■ **Short task**
Extract the data below verbatim, from its beginning through the line containing "636,360,704,471", both included. Omit the picture from your answer.

-- Data for this exercise start --

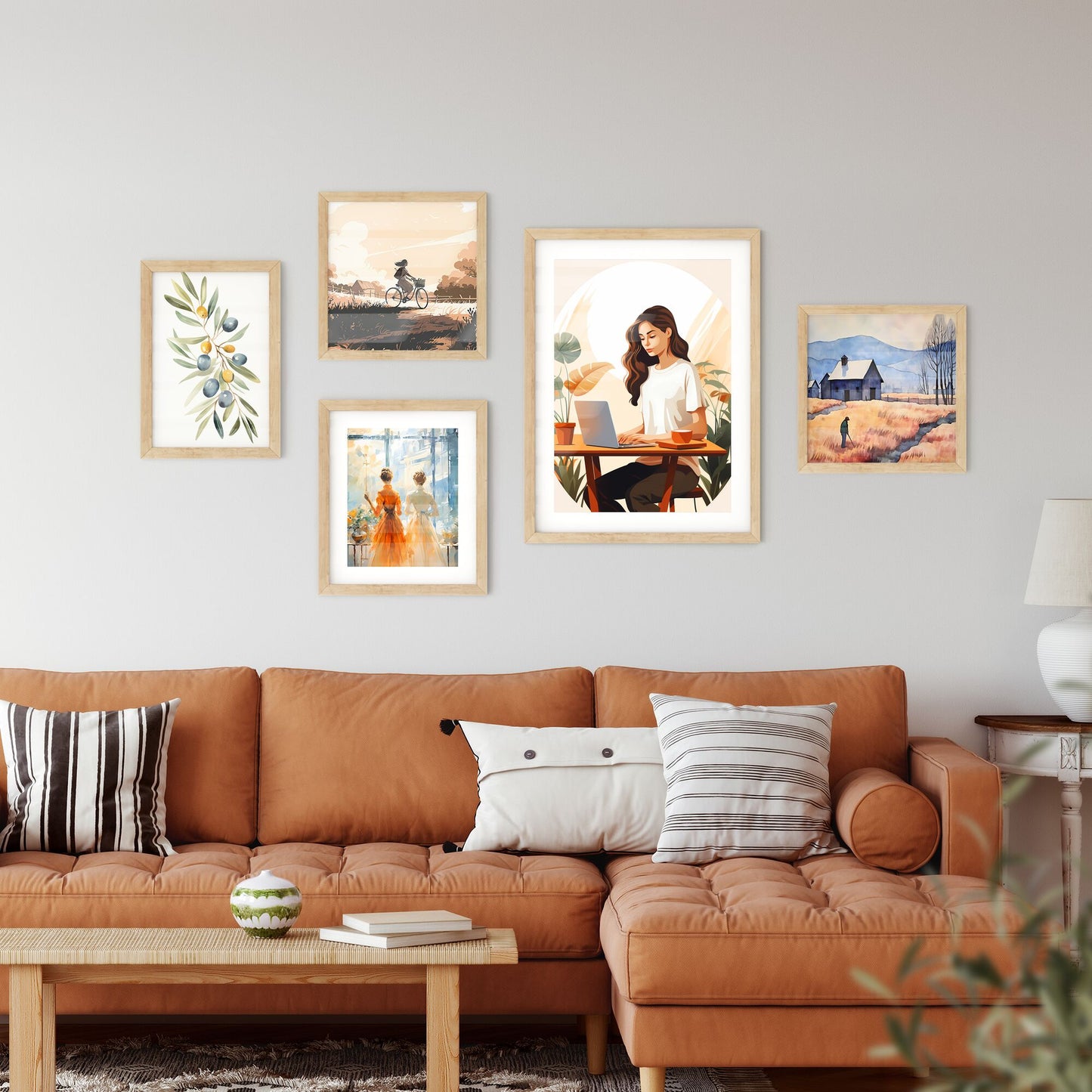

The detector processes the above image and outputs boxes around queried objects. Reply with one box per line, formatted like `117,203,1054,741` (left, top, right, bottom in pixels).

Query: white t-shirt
636,360,704,471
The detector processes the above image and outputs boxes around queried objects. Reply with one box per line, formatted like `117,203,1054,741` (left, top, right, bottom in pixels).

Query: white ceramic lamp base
1038,607,1092,723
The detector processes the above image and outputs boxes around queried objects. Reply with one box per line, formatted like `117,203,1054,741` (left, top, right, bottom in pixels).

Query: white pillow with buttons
456,721,667,853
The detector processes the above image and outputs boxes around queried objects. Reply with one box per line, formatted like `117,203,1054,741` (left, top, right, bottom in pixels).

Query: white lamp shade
1024,498,1092,607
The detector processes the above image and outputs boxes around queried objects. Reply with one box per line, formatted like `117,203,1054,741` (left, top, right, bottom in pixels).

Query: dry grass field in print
808,398,955,463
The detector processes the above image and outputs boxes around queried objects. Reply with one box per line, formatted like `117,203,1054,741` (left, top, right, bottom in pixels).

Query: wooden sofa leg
641,1066,667,1092
584,1013,611,1077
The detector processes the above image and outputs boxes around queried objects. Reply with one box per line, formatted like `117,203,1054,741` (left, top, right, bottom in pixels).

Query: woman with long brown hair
596,305,707,512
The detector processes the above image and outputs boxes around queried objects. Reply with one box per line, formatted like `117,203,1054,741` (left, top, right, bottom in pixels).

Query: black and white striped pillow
0,698,179,857
648,694,843,865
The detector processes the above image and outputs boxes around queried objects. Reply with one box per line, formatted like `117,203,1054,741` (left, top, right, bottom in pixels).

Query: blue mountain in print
808,334,922,393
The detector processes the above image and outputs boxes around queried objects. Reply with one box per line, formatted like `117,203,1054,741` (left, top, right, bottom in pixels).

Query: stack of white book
319,910,488,948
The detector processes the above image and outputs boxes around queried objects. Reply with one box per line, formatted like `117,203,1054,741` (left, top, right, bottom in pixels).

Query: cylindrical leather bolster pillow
834,766,940,873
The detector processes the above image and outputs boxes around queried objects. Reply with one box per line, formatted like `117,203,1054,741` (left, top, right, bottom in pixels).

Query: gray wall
0,0,1092,894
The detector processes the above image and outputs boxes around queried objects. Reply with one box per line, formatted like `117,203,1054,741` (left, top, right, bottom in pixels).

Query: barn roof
829,360,883,379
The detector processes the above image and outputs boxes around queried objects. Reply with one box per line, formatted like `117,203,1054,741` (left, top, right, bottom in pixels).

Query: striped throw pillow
0,698,179,857
650,694,844,865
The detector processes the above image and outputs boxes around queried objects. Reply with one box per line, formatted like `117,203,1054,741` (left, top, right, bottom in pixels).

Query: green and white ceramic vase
231,869,302,938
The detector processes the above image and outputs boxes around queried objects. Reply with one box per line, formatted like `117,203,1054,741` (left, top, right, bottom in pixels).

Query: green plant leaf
554,332,580,363
231,363,261,383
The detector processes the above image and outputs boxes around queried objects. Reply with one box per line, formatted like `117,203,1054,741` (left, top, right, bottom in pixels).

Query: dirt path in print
874,410,955,463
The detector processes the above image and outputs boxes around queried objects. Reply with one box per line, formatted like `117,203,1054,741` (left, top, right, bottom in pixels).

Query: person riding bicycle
394,258,417,299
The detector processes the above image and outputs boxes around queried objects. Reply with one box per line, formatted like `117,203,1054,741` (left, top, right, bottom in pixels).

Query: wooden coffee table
0,928,518,1092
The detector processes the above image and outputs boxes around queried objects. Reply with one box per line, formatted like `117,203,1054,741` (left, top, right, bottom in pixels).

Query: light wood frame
796,304,967,474
319,401,489,595
140,261,280,459
319,190,488,360
523,227,763,543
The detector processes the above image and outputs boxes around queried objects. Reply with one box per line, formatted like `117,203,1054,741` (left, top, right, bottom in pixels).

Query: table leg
1062,771,1081,948
425,965,459,1092
8,967,54,1092
660,456,679,512
584,456,601,512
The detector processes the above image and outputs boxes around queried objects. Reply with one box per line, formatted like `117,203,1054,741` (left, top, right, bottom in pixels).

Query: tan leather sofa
0,667,1018,1070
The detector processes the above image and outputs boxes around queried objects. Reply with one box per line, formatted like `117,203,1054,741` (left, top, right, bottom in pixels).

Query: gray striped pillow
648,694,844,865
0,698,179,857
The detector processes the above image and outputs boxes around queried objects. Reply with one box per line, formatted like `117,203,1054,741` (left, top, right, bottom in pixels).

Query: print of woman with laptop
595,306,707,512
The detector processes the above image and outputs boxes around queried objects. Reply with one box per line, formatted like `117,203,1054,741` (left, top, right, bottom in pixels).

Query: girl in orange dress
363,466,407,568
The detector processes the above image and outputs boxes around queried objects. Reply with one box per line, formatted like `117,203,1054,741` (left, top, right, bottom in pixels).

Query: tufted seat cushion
0,842,606,959
601,856,1020,1006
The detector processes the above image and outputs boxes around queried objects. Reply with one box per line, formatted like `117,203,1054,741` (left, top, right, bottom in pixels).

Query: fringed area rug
0,1036,775,1092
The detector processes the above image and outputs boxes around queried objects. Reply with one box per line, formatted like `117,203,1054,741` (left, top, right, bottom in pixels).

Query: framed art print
141,261,280,459
319,402,487,595
524,228,760,543
797,304,967,474
319,193,486,360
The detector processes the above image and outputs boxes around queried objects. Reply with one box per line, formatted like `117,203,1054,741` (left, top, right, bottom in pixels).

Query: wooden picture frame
796,304,967,474
140,261,280,459
319,401,488,595
317,190,488,360
524,228,761,543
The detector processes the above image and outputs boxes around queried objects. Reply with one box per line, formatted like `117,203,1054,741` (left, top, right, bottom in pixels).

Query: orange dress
371,485,407,568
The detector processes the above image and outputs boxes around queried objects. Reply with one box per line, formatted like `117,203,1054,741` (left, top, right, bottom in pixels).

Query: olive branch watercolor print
162,272,261,444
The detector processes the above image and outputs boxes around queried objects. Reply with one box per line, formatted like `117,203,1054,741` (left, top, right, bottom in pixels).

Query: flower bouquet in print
141,261,280,457
162,272,261,444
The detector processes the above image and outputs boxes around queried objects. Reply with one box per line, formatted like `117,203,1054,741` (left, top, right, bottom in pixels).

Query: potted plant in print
162,271,261,444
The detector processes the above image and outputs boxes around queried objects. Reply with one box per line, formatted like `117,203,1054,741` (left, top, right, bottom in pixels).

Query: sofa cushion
601,855,1020,1004
595,667,906,785
258,667,594,845
0,667,258,845
0,843,606,959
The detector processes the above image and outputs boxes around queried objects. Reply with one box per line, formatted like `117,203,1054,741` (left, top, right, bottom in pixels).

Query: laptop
576,398,654,447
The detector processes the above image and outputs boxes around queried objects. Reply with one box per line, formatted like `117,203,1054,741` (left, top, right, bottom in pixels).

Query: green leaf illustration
554,332,580,363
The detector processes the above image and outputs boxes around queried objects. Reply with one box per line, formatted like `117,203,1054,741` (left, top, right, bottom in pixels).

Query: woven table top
0,928,518,967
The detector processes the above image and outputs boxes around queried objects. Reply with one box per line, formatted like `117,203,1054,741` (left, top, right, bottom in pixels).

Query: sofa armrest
910,736,1003,879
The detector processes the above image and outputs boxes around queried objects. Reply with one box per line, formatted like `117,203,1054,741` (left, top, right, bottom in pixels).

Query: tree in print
162,272,261,444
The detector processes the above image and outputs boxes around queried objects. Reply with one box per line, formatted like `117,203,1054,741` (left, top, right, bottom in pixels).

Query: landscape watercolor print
798,305,967,473
319,193,486,359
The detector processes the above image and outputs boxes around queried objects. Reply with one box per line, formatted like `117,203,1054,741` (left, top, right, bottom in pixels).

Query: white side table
974,716,1092,930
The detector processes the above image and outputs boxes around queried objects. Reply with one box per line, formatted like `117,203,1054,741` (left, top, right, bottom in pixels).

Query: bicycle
387,280,428,310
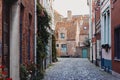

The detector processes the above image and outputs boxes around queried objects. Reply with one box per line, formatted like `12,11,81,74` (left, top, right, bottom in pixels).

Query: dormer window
60,33,65,39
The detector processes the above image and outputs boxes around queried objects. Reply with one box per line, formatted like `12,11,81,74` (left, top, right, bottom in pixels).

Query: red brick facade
111,0,120,73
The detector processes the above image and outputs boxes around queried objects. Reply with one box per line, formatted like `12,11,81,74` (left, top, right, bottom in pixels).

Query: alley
44,58,120,80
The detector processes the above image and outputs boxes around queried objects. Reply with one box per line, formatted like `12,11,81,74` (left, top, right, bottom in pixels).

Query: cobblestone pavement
43,58,120,80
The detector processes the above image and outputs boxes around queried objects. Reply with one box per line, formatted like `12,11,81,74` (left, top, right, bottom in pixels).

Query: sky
53,0,89,17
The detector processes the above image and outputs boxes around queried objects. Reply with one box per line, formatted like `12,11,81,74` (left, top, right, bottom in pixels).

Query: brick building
54,10,63,25
0,0,34,80
55,11,89,57
111,0,120,77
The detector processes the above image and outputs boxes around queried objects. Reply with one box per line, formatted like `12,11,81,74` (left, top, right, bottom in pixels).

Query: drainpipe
34,0,37,64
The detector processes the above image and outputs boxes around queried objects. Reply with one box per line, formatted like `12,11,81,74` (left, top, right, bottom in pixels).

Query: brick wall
21,0,34,63
0,0,2,64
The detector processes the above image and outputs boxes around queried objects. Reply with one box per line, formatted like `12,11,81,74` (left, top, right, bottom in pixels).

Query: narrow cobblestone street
44,58,120,80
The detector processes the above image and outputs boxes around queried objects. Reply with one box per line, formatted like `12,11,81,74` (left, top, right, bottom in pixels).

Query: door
82,48,87,58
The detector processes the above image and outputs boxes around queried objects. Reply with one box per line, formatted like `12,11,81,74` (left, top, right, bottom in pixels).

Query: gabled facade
0,0,34,80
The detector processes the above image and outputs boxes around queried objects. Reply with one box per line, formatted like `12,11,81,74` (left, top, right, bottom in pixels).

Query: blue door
82,48,87,58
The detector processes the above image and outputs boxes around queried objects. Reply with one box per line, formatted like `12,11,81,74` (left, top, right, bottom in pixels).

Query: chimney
67,10,72,20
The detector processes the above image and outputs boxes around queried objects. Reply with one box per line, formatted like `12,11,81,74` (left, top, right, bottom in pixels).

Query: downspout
34,0,37,64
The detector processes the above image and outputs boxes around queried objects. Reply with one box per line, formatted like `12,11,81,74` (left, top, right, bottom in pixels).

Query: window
84,27,87,30
60,33,65,39
102,10,111,45
56,44,59,47
114,26,120,59
61,44,67,52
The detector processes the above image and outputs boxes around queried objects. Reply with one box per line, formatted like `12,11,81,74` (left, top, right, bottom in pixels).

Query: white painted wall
8,2,20,80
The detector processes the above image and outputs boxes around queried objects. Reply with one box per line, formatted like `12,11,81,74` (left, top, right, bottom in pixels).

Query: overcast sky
53,0,89,17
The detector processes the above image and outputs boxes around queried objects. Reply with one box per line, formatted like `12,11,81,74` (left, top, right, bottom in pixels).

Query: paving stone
43,58,120,80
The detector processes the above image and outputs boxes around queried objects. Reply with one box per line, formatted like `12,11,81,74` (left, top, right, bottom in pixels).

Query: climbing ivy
37,2,51,78
52,35,58,62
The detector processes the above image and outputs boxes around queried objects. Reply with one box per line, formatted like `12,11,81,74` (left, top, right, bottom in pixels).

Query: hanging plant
102,44,110,52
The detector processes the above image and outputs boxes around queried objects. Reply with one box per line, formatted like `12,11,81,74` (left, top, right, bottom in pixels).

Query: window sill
114,58,120,62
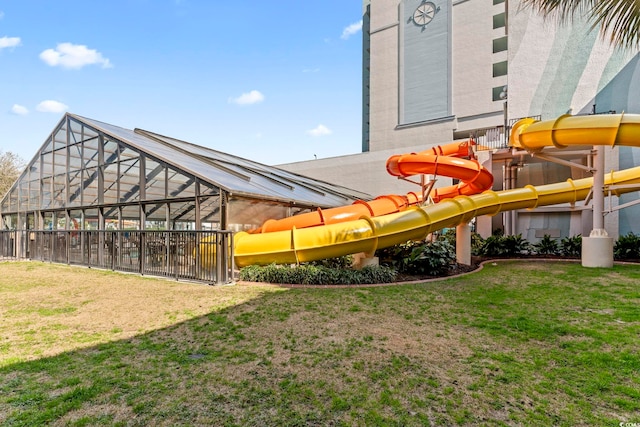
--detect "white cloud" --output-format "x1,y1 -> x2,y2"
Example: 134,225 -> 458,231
229,90 -> 264,105
340,19 -> 362,40
40,43 -> 113,69
0,36 -> 20,49
36,99 -> 69,113
307,125 -> 331,136
11,104 -> 29,116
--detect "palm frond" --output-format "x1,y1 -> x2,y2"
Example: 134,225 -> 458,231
591,0 -> 640,48
522,0 -> 640,49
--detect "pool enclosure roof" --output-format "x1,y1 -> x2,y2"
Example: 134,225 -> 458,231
0,113 -> 371,217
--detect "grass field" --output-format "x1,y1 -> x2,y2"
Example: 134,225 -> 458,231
0,261 -> 640,426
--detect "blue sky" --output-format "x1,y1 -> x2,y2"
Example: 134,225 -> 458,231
0,0 -> 362,164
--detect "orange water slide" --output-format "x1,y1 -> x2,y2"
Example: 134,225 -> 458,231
387,141 -> 493,203
251,140 -> 493,233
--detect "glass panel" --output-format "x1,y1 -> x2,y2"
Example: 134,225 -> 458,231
103,139 -> 120,164
145,158 -> 166,200
42,153 -> 53,176
120,158 -> 140,202
29,180 -> 40,210
82,168 -> 99,206
1,197 -> 10,212
43,212 -> 53,230
53,173 -> 67,208
170,200 -> 196,226
167,169 -> 196,198
144,203 -> 167,230
228,199 -> 288,231
200,196 -> 220,230
42,176 -> 53,209
84,209 -> 99,230
120,145 -> 140,161
18,181 -> 29,211
69,170 -> 82,206
53,125 -> 67,150
103,207 -> 119,230
102,163 -> 118,204
122,205 -> 140,230
200,181 -> 220,195
42,138 -> 53,153
9,187 -> 18,211
82,138 -> 99,168
29,156 -> 40,180
68,144 -> 82,170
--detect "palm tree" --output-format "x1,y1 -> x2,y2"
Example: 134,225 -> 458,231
522,0 -> 640,49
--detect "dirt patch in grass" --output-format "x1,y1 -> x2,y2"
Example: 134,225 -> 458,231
0,262 -> 277,366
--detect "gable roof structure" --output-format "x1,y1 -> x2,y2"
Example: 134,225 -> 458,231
67,113 -> 371,207
0,113 -> 371,227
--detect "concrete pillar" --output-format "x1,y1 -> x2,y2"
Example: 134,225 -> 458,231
456,223 -> 471,265
582,146 -> 613,268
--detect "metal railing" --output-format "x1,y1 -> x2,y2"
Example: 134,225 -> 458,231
0,230 -> 234,284
470,115 -> 541,151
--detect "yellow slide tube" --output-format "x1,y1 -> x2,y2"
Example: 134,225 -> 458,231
235,114 -> 640,267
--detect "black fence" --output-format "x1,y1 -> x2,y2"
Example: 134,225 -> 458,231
0,230 -> 234,284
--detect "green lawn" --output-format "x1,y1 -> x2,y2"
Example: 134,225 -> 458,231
0,261 -> 640,426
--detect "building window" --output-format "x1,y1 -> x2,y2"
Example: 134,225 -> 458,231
493,61 -> 507,77
492,86 -> 505,101
493,36 -> 507,53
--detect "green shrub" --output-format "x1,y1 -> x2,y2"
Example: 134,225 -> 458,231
560,234 -> 582,258
302,255 -> 353,268
531,234 -> 560,255
438,228 -> 484,255
479,233 -> 532,256
376,239 -> 456,276
239,264 -> 397,285
613,233 -> 640,260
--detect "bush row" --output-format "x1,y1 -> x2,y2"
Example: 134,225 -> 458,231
240,264 -> 397,285
460,233 -> 640,260
240,230 -> 640,285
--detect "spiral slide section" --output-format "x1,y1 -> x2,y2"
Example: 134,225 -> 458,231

-- Data for this exercise end --

■ **The output**
The detector processes the above image and outputs boxes around queried objects. Reply with one box per line, formatted like `117,203,1054,741` (left, top, right, bottom in pixels).

Query: white t-shirt
636,360,704,471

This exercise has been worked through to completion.